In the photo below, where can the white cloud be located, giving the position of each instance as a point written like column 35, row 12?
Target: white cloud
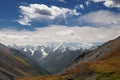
column 110, row 3
column 45, row 35
column 60, row 1
column 79, row 6
column 101, row 18
column 41, row 12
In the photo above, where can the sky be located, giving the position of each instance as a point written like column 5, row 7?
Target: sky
column 35, row 22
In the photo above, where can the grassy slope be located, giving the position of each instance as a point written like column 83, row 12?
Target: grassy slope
column 14, row 65
column 106, row 68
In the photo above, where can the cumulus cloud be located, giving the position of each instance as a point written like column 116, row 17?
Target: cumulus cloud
column 41, row 12
column 110, row 3
column 101, row 18
column 75, row 34
column 64, row 1
column 79, row 6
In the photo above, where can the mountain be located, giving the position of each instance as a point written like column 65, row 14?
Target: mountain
column 13, row 64
column 102, row 63
column 55, row 56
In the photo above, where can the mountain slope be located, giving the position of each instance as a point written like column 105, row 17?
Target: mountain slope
column 55, row 56
column 14, row 64
column 100, row 64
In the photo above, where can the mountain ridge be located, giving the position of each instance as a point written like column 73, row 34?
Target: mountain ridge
column 105, row 66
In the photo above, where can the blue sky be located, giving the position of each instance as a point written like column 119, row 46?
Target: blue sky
column 28, row 17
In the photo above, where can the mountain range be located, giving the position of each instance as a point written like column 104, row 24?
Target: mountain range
column 103, row 63
column 55, row 56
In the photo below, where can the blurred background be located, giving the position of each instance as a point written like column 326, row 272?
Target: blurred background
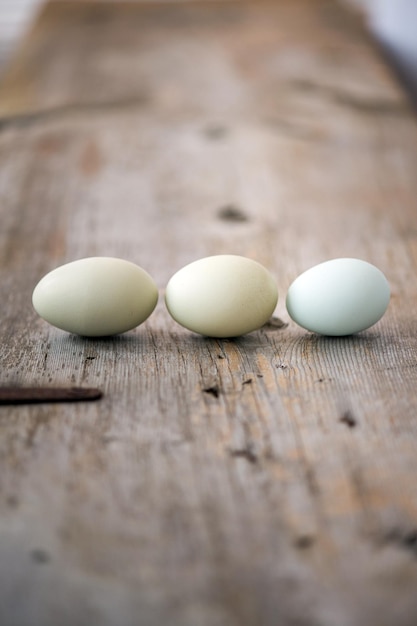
************
**PROBLEM DETAILS**.
Output every entry verbatim but skip the pictures.

**WRITTEN SOLUTION**.
In the photo below, where can the white cloud be located, giving the position of each instance as a point written like column 35, row 12?
Target: white cloud
column 110, row 3
column 45, row 35
column 60, row 1
column 79, row 6
column 101, row 18
column 41, row 12
In the photo above, where can the sky be located, giving the position of each instance as a point written like column 5, row 7?
Target: sky
column 35, row 22
In the photo above, where can the grassy slope be located, giving the position of each instance as a point written like column 83, row 12?
Target: grassy slope
column 14, row 65
column 106, row 68
In the photo above, where can the cumulus cloud be located, giving the position of each instance as a point written like column 116, row 17?
Target: cumulus cloud
column 41, row 12
column 110, row 3
column 101, row 18
column 75, row 34
column 64, row 1
column 79, row 6
In the photo above, where can the mountain be located, giving the position of each instance as a point written like column 65, row 14?
Target: mountain
column 13, row 64
column 102, row 63
column 55, row 56
In the photo above, where can the mountain slope be located, giving the position of each instance as a point written like column 105, row 17?
Target: mountain slope
column 55, row 56
column 14, row 64
column 100, row 64
In the photo above, where can the mountain ridge be located, giving the position of each instance as a point written like column 73, row 34?
Target: mountain ridge
column 105, row 66
In the photo above, where can the blue sky be located, giving the position of each instance as a point written like column 119, row 46?
Target: blue sky
column 28, row 17
In the photo above, where can the mountain range be located, giving the position of each instance as a point written like column 104, row 24?
Target: mountain range
column 103, row 63
column 55, row 56
In the photo below, where can the blurred background be located, giving the position of each instance as a point written like column 326, row 272?
Target: blurred background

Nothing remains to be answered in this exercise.